## Stated problem
Repeat each line exactly, leaving nothing out.

## Entries from a point annotation set
<<<<

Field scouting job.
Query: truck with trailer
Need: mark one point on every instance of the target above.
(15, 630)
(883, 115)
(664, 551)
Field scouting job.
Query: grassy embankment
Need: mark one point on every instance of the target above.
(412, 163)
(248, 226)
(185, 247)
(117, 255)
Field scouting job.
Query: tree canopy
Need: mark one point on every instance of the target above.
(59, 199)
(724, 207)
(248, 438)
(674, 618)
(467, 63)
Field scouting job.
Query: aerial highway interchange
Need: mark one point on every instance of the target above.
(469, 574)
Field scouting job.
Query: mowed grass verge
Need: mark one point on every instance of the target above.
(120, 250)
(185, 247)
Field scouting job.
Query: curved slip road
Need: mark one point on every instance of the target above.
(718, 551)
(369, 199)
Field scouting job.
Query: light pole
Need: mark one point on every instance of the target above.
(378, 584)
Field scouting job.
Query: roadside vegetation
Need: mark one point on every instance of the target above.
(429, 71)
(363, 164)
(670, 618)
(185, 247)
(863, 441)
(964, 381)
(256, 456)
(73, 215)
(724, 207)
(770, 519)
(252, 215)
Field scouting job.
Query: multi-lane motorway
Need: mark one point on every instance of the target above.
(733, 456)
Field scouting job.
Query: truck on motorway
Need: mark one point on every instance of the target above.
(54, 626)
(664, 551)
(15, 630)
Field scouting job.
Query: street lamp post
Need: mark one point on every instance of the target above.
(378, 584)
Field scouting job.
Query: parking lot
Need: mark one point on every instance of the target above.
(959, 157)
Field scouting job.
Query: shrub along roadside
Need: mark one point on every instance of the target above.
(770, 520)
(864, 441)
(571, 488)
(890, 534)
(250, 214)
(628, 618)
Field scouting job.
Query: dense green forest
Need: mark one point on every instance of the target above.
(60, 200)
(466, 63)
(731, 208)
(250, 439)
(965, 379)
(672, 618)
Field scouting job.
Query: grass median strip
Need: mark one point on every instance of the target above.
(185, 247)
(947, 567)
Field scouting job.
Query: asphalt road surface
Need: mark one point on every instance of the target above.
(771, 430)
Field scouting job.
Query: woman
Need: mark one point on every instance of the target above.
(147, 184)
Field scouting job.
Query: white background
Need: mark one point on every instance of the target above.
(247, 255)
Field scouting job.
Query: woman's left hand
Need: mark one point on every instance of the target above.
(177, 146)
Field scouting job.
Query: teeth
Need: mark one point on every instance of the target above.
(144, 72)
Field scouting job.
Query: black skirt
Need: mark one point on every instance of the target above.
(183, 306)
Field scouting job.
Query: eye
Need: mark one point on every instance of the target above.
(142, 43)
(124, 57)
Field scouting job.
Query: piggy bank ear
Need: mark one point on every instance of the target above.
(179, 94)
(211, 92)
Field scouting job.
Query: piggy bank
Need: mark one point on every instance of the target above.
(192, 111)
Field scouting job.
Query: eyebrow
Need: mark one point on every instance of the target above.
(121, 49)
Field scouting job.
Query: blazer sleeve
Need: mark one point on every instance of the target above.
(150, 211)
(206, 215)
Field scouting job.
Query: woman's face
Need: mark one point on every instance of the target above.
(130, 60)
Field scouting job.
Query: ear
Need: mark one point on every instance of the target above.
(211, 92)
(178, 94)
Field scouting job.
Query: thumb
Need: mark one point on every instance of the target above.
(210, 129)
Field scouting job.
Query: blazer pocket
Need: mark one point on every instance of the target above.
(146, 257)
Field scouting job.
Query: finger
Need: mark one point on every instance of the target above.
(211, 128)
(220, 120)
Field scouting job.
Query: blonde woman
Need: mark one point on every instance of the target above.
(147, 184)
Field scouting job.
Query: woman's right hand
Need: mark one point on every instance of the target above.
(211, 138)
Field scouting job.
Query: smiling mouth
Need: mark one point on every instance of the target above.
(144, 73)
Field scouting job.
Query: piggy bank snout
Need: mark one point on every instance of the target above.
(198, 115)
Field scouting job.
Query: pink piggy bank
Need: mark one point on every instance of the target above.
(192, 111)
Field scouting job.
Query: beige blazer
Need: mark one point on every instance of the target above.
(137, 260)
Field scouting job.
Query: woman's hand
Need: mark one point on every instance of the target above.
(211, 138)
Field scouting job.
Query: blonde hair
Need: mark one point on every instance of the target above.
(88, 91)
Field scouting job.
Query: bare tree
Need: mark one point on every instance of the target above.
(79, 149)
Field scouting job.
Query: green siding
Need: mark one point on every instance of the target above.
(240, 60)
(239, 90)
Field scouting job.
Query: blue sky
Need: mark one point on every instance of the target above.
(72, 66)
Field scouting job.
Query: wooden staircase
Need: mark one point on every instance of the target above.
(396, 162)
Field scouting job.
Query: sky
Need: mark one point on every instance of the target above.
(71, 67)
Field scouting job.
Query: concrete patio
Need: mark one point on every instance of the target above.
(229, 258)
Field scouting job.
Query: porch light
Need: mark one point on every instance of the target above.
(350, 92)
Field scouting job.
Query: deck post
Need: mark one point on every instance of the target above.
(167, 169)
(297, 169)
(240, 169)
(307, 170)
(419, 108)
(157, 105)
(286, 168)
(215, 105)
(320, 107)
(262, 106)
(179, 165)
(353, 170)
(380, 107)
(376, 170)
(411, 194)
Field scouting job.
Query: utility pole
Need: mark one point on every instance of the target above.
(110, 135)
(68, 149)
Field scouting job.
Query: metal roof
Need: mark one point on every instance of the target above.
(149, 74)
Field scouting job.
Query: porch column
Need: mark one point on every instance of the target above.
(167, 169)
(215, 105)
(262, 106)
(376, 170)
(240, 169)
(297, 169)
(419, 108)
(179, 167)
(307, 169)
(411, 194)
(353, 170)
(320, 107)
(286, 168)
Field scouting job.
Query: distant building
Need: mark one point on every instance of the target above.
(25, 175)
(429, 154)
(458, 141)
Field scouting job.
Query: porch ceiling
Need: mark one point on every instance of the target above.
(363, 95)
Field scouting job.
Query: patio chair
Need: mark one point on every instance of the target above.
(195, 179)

>>>>

## Completed task
Field scouting job.
Query: truck with trailer
Need: mark one point on every instance of the target above.
(15, 630)
(883, 115)
(664, 551)
Field scouting job.
Query: grassy embankment
Need: mark one point on every instance of the target above.
(412, 163)
(248, 226)
(185, 247)
(117, 255)
Field scouting job.
Query: tree canopy
Need: mark one point on every instance of the target above.
(59, 199)
(724, 207)
(248, 438)
(674, 618)
(467, 63)
Field scouting job.
Query: aerial highway interchange
Need: mark one point on every instance of the target above.
(469, 574)
Field scouting job.
Query: mowed grass verge
Need: mark one point on every instance of the target above.
(120, 250)
(185, 247)
Field scouting job.
Query: curved slip road
Need: mark one point on every instance of the target above.
(718, 551)
(369, 199)
Field scouting job.
Query: light pole
Need: mark one point on every instance of the target above.
(378, 584)
Field scouting job.
Query: roadside vegetation
Need: mark one point on every instance of the target above.
(429, 71)
(363, 164)
(670, 618)
(185, 247)
(863, 441)
(964, 381)
(256, 456)
(73, 215)
(724, 207)
(770, 519)
(252, 215)
Field scouting job.
Query: multi-lane motorway
Need: mark one point on every instance of the target above.
(733, 456)
Field scouting job.
Query: truck on motorway
Need: mark one point on every instance of the target above.
(54, 626)
(664, 551)
(15, 630)
Field scouting job.
Query: street lamp post
Need: mark one point on every instance of the target above.
(378, 584)
Field scouting job.
Query: parking lot
Need: mark one point on every instance of the target above.
(959, 157)
Field scouting job.
Query: shrub along roadside
Need: mark one point on every instance of the target above.
(770, 520)
(864, 441)
(571, 488)
(890, 534)
(250, 214)
(628, 618)
Field scouting job.
Query: dense green forest
Need: mark one point on every instance of the target above.
(60, 200)
(466, 63)
(731, 208)
(250, 439)
(965, 379)
(672, 618)
Field scouting job.
Query: grass median strip
Need: mark one point on every instance of the target above.
(185, 247)
(947, 567)
Field scouting job.
Query: asphalt road surface
Need: mark one point on every instance of the target above.
(771, 430)
Field scouting job.
Query: woman
Need: mark one point on every instance of the target above.
(147, 184)
Field scouting job.
Query: white background
Need: mark one point on every instance of the target above.
(247, 255)
Field scouting job.
Query: woman's left hand
Need: mark one point on every instance of the target above.
(177, 146)
Field scouting job.
Query: teeth
Need: mark one point on every instance of the target above.
(144, 72)
Field scouting job.
Query: black skirt
Need: mark one point on every instance of the target above.
(183, 306)
Field scouting job.
Query: eye
Need: mark one point on every instance of the target above.
(142, 43)
(124, 57)
Field scouting job.
Query: piggy bank ear
Need: mark one point on every instance of the target above.
(179, 94)
(211, 92)
Field scouting job.
Query: piggy bank
Need: mark one point on every instance of the target above.
(192, 111)
Field scouting job.
Query: eyebrow
Need: mark one point on every instance of the target above.
(121, 49)
Field scouting job.
Query: blazer sleeve
Need: mark one point on every instance of the target above.
(150, 211)
(206, 215)
Field scouting job.
Query: woman's face
Need: mark one point on every instance of the target above.
(130, 60)
Field scouting job.
Query: ear
Need: mark one point on every instance of the target above.
(211, 92)
(178, 94)
Field scouting job.
Query: thumb
Need: mark one point on every instance of the target above.
(210, 129)
Field scouting job.
Query: blazer pocket
Need: mark one point on every instance of the target above.
(146, 257)
Field scouting job.
Query: finger
Need: mark one point on every instance of the target above.
(211, 128)
(220, 120)
Field scouting job.
Query: blonde woman
Need: mark one point on every instance of the target above.
(147, 184)
Field scouting job.
Query: woman's right hand
Need: mark one point on every instance of the target above.
(211, 138)
Field scouting job.
Query: smiling mouth
Need: mark one point on every instance of the target above.
(144, 73)
Field scouting job.
Query: piggy bank snout
Need: mark one point on every instance of the target above.
(198, 115)
Field scouting job.
Query: pink piggy bank
Need: mark one point on every instance of the target above.
(192, 111)
Field scouting job.
Query: beige blazer
Need: mark one point on every instance of the target above.
(137, 260)
Field scouting job.
Query: woman's hand
Need: mark one point on every instance of the target above.
(211, 138)
Field scouting job.
Query: blonde hair
Need: mark one point on every instance of the target above.
(88, 91)
Field scouting job.
Query: bare tree
Need: mark one point on every instance of the target above.
(79, 149)
Field scouting job.
Query: green siding
Need: mark one point on every instance of the target above.
(240, 60)
(239, 90)
Field scouting job.
Query: blue sky
Need: mark one point on every instance of the target above.
(72, 66)
Field scouting job.
Query: wooden staircase
Need: mark one point on every instance of the target above.
(396, 162)
Field scouting job.
Query: sky
Need: mark one point on every instance of the target above.
(71, 67)
Field scouting job.
Query: concrete patio
Need: mark one point on every instance of the target above.
(229, 258)
Field scouting job.
Query: porch light
Need: mark one point on every instance of the target above.
(350, 92)
Field scouting job.
Query: deck post
Need: mark one point on every instance of the target above.
(167, 169)
(297, 169)
(240, 169)
(307, 170)
(419, 108)
(157, 105)
(286, 168)
(215, 105)
(320, 107)
(262, 106)
(179, 165)
(353, 170)
(380, 107)
(376, 170)
(411, 194)
Field scouting job.
Query: utility pole
Need: mark one point on every instance of the target above.
(110, 135)
(68, 149)
Field scouting job.
Query: metal roof
Need: mark one point on every instance of the target above.
(149, 74)
Field scouting job.
Query: porch column
Need: mark one point on every instance of the target above.
(167, 169)
(215, 105)
(262, 106)
(376, 170)
(240, 169)
(297, 169)
(419, 108)
(179, 167)
(307, 169)
(411, 194)
(353, 170)
(320, 107)
(286, 168)
Field scouting job.
Query: distant building
Need: mark one point on every instance of the target above.
(25, 175)
(429, 154)
(458, 141)
Field scouting job.
Query: porch ceiling
Need: mark one point on every instance of the target above.
(363, 95)
Field scouting job.
Query: patio chair
Need: mark one point on every instance of the target above.
(195, 179)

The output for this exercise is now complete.